**TASK DIRECTIONS:** Identify every line in the records that contains the word "wooden" and copy each such line in full. Matching is case-sensitive.

■ ■ ■ ■

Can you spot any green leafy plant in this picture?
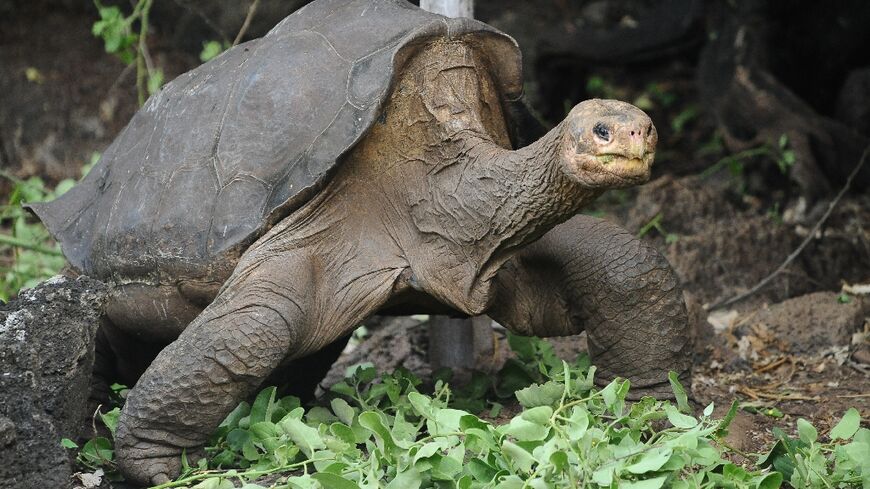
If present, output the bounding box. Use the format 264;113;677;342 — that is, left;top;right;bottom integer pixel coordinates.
0;172;65;301
199;41;230;63
0;153;100;301
759;408;870;489
60;407;121;474
91;0;164;105
65;336;812;489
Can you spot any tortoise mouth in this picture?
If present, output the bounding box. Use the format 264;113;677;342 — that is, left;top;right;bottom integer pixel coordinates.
566;151;655;188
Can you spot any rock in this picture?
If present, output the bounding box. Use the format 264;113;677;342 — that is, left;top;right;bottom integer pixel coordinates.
0;277;106;489
738;292;865;354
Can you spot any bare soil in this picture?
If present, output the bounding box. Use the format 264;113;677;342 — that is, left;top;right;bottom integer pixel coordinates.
0;1;870;468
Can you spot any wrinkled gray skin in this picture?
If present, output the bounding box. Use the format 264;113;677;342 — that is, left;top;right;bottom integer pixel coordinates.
33;0;689;483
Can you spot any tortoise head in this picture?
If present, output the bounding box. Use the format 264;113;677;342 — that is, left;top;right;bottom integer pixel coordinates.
561;99;658;189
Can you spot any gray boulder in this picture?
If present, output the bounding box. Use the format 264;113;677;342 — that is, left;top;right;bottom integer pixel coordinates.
0;277;106;489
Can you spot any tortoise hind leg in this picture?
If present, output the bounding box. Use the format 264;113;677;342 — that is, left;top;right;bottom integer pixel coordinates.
489;215;691;397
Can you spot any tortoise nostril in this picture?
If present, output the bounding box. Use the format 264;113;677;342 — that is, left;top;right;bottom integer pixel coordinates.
592;122;610;142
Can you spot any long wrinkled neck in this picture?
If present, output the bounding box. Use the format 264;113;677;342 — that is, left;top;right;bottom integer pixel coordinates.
422;124;599;265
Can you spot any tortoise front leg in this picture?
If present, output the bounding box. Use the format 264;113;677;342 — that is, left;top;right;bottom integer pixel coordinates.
490;215;691;397
115;252;314;484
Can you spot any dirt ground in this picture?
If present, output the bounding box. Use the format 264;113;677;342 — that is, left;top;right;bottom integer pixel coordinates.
0;2;870;468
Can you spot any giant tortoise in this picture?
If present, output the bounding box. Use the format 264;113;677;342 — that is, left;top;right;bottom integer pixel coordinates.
31;0;689;483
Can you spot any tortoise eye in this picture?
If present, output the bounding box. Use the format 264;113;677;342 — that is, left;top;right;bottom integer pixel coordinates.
592;122;610;142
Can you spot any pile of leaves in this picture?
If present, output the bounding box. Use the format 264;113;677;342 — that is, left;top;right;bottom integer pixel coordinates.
64;336;870;489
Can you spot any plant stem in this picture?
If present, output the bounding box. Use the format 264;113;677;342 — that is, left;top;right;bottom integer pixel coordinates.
148;459;314;489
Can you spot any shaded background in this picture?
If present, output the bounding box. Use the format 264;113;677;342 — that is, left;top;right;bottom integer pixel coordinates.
0;0;870;468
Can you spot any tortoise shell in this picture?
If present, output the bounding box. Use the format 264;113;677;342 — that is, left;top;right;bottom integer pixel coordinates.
29;0;522;283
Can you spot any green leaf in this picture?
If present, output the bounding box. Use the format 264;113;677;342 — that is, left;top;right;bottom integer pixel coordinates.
520;406;553;425
311;472;360;489
514;380;565;408
665;404;698;429
386;467;423;489
716;399;740;438
330;397;356;426
358;411;396;453
625;447;673;474
797;418;819;445
148;68;163;95
250;386;277;425
566;406;589;441
278;417;326;457
199;41;225;63
619;475;668;489
499;416;550;441
100;408;121;438
755;472;782;489
830;408;861;440
668;370;692;416
501;438;535;473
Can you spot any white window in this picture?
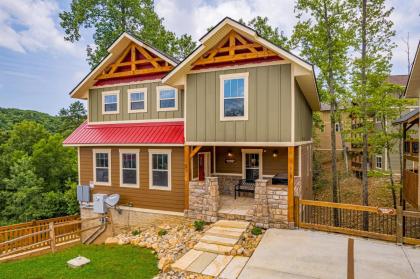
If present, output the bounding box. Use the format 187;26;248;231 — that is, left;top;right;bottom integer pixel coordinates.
93;149;111;186
120;149;139;188
127;88;147;113
376;155;382;169
220;73;248;121
102;90;120;114
156;86;178;111
149;149;171;191
242;149;263;181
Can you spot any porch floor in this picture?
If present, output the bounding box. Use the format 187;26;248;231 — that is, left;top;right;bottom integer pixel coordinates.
218;195;254;216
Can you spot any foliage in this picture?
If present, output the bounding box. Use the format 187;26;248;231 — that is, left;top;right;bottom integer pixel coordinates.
158;229;168;236
0;103;84;224
194;220;206;231
251;227;262;235
60;0;195;68
0;245;159;279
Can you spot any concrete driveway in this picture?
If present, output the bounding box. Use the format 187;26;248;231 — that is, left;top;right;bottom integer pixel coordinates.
239;229;420;279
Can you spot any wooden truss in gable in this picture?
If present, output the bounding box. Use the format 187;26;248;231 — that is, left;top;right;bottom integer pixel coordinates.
192;31;282;67
96;43;173;80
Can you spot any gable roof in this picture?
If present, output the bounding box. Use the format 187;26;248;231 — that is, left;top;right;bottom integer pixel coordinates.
69;32;179;99
162;17;320;110
405;42;420;98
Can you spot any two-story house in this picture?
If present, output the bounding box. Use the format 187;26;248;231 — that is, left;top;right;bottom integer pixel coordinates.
64;18;320;229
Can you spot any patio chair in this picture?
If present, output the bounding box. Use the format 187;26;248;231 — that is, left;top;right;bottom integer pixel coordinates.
235;179;255;200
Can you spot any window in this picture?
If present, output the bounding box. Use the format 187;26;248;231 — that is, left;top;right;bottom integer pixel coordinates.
149;150;171;191
220;73;248;121
93;149;111;186
120;149;139;188
102;91;120;114
376;155;382;169
157;86;178;111
242;149;262;181
128;88;147;113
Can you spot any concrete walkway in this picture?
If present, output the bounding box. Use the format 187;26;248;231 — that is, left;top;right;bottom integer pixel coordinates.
239;229;420;279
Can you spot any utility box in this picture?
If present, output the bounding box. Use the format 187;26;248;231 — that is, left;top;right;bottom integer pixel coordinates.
77;185;90;202
93;194;108;214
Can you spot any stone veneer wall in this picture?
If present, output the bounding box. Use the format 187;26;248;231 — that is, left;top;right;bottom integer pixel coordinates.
185;177;220;222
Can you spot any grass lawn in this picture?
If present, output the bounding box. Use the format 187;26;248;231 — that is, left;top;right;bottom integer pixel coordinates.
0;245;159;279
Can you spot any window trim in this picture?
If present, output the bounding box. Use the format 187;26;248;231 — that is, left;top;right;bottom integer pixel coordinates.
375;155;382;170
102;90;120;114
156;85;178;111
119;149;140;188
127;87;147;113
241;149;263;179
92;149;112;186
219;72;249;121
149;149;172;191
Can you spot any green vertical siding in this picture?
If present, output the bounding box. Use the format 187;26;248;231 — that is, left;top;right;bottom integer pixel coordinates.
186;64;292;142
89;82;184;122
295;82;312;141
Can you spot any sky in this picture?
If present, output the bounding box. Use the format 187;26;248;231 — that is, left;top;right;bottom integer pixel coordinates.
0;0;420;114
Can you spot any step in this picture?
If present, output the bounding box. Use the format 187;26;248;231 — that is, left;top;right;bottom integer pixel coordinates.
206;227;245;239
214;220;249;229
219;256;249;279
200;235;239;246
194;242;233;255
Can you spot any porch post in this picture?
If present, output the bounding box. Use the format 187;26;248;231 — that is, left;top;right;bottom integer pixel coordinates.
184;145;190;210
287;146;295;224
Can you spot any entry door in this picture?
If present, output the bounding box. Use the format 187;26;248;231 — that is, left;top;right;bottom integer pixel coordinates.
198;152;211;181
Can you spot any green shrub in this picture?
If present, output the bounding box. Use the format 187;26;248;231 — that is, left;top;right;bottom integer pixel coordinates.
158;229;168;236
194;220;206;231
251;227;262;235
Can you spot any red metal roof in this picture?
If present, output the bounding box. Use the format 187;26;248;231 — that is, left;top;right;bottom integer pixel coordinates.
63;121;184;145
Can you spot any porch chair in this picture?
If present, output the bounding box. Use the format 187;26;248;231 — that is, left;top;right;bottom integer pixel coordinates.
235;179;255;200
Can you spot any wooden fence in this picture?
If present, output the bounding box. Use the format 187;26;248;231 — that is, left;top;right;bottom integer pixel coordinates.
295;199;420;245
0;216;107;259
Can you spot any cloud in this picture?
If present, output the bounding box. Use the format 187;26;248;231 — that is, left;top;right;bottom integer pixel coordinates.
0;0;80;55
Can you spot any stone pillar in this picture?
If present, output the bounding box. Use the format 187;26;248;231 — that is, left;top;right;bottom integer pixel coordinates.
253;179;269;228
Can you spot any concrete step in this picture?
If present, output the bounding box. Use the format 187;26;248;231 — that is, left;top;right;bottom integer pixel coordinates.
194;241;233;255
214;220;249;229
200;235;239;246
206;227;245;239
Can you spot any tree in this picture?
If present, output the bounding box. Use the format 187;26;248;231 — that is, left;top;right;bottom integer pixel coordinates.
239;16;290;49
58;101;87;135
349;0;395;225
292;0;352;223
59;0;195;68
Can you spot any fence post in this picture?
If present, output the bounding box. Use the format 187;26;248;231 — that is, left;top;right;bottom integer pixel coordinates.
49;222;55;253
397;206;404;244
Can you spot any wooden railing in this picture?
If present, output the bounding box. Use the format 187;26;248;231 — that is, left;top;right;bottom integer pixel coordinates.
297;200;420;244
0;216;107;260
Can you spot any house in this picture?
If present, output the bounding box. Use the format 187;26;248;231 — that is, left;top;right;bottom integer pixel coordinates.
64;18;320;231
394;43;420;209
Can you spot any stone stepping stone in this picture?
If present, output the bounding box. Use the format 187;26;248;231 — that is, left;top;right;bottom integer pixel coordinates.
194;242;233;255
219;256;249;279
205;227;245;239
187;252;217;273
214;220;249;229
172;249;204;270
200;235;239;246
202;255;233;277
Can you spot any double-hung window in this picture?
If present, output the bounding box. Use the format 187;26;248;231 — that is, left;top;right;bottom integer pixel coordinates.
102;90;120;114
157;86;178;111
220;73;248;121
149;150;171;191
120;149;139;188
128;88;147;113
93;149;111;186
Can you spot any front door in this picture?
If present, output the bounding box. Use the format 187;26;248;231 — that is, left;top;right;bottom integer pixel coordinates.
198;152;211;181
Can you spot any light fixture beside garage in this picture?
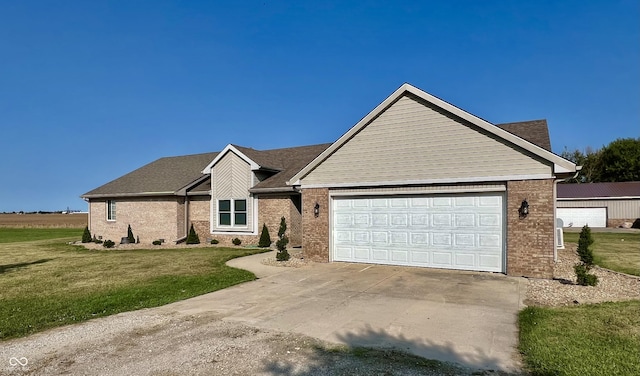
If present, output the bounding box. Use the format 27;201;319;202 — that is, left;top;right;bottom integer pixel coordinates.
518;198;529;218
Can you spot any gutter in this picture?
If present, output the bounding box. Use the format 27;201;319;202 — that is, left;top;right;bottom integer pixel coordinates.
249;186;296;193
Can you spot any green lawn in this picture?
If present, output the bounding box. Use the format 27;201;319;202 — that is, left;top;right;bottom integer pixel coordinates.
564;230;640;276
519;301;640;376
0;229;262;339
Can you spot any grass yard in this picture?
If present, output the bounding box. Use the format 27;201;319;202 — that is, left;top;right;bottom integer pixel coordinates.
564;230;640;276
519;301;640;376
0;229;262;339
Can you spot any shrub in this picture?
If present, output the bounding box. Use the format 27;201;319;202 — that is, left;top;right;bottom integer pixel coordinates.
578;225;593;268
187;223;200;244
127;225;136;244
258;223;272;248
82;226;93;243
573;225;598;286
276;217;291;261
573;263;598;286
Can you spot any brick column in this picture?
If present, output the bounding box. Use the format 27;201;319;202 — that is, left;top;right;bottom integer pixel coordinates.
302;188;329;262
507;179;555;278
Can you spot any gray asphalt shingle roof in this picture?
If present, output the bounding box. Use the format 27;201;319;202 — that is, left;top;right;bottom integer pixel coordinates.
558;181;640;199
82;120;551;198
496;119;551;151
82;153;218;198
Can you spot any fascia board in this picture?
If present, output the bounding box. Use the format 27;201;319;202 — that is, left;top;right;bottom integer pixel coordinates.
80;191;176;199
176;174;209;196
287;83;576;185
202;144;260;174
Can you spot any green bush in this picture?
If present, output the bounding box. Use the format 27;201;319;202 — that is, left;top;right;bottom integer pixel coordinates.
258;223;272;248
578;225;593;267
82;226;93;243
127;225;136;244
187;223;200;244
573;225;598;286
276;217;291;261
573;263;598;286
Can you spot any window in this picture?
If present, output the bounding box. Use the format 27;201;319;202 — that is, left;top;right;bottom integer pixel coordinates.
233;200;247;225
218;200;247;226
107;200;116;221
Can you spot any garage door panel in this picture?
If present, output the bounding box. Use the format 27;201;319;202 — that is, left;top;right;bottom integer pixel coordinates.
432;251;453;268
331;194;504;272
455;252;476;268
453;234;476;248
411;251;429;266
556;208;607;227
353;247;371;262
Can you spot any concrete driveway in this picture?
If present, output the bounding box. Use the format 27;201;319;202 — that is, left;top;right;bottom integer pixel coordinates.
161;254;527;371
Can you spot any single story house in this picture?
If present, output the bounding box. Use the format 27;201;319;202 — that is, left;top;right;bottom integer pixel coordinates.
82;84;579;278
557;181;640;227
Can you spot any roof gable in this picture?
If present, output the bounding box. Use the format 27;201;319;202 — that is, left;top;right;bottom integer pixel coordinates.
288;84;576;185
496;119;551;152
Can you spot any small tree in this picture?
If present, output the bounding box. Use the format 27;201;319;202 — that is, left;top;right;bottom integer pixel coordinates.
82;226;93;243
573;225;598;286
127;225;136;244
258;223;272;248
276;217;291;261
187;223;200;244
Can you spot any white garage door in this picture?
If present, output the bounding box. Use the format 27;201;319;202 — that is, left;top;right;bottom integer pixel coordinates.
556;208;607;227
331;193;504;272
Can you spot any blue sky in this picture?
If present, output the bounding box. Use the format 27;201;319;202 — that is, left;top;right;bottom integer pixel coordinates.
0;0;640;211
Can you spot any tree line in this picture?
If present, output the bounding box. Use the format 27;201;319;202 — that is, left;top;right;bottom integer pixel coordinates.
560;138;640;183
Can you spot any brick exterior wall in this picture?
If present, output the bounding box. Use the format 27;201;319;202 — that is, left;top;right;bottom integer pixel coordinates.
255;195;302;248
302;188;330;262
506;179;555;278
89;197;180;244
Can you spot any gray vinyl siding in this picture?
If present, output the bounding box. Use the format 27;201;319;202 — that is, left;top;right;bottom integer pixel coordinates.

■ ■ ■ ■

**THE RESPONSE:**
Can you spot any wooden truss in gable in this picture?
Can you spot any wooden fence in this picture?
Can you spot any wooden railing in this picture?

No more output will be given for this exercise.